REQUIRED WORK —
• a. According to the account of the traffic stop, why did Broadhurst say Andujar was the one driving?
• b. In the account of the traffic stop, rewrite everything from "The agents asked Broadhurst" down to "were then released.", changing "canine" to "K-9".

Inside the BMW, Andujar was in the driver's seat, Broadhurst in the front passenger seat, and a third individual, Vernard Woodfin, was in the backseat. The agents instructed the individuals to exit the BMW, placed them in handcuffs, and escorted each to a separate vehicle to be interviewed.

When questioned about where she was driving, Andujar stated that they had just come from getting Chinese food and she did not know why she had turned on to South 2nd Street or began to pull the car over towards the curb when she did.

Separately, Broadhurst also stated that they had just gotten Chinese food and were on their way to a friend's house. He said Andujar was driving because he had been drinking earlier at a birthday party.

The agents asked Broadhurst about keys that were in his possession. At first, Broadhurst stated that the keys were not his and he did not know what they were for. Broadhurst then said that the keys were his from before he went to prison, but he did not know what they went to. The agents asked if he was going to 184 South 2nd Street, which Broadhurst denied. At that time, one of the agents took the keys from Broadhurst and determined that they fit the external door of 184 South 2nd Street.

Subsequently, the officers searched the BMW for narcotics, but did not uncover any. A canine unit, trained to detect the presence of narcotics, was brought to the scene and alerted to the floor area in front of the passenger seat. After the canine alert, DEA agents continued to search the BMW, but no narcotics were found. Broadhurst, Andujar, and Woodfin were then released.

STORED DATA —
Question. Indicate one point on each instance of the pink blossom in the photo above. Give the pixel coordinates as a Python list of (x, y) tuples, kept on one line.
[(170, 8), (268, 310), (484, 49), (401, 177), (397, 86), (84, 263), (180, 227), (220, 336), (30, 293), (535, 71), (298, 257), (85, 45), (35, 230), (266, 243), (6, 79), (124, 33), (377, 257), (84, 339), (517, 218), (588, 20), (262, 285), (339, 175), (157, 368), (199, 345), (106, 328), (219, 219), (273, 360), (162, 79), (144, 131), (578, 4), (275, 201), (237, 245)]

SET OF ANSWERS —
• a. He said he had been drinking earlier at a birthday party.

• b.
The agents asked Broadhurst about keys that were in his possession. At first, Broadhurst stated that the keys were not his and he did not know what they were for. Broadhurst then said that the keys were his from before he went to prison, but he did not know what they went to. The agents asked if he was going to 184 South 2nd Street, which Broadhurst denied. At that time, one of the agents took the keys from Broadhurst and determined that they fit the external door of 184 South 2nd Street.

Subsequently, the officers searched the BMW for narcotics, but did not uncover any. A K-9 unit, trained to detect the presence of narcotics, was brought to the scene and alerted to the floor area in front of the passenger seat. After the K-9 alert, DEA agents continued to search the BMW, but no narcotics were found. Broadhurst, Andujar, and Woodfin were then released.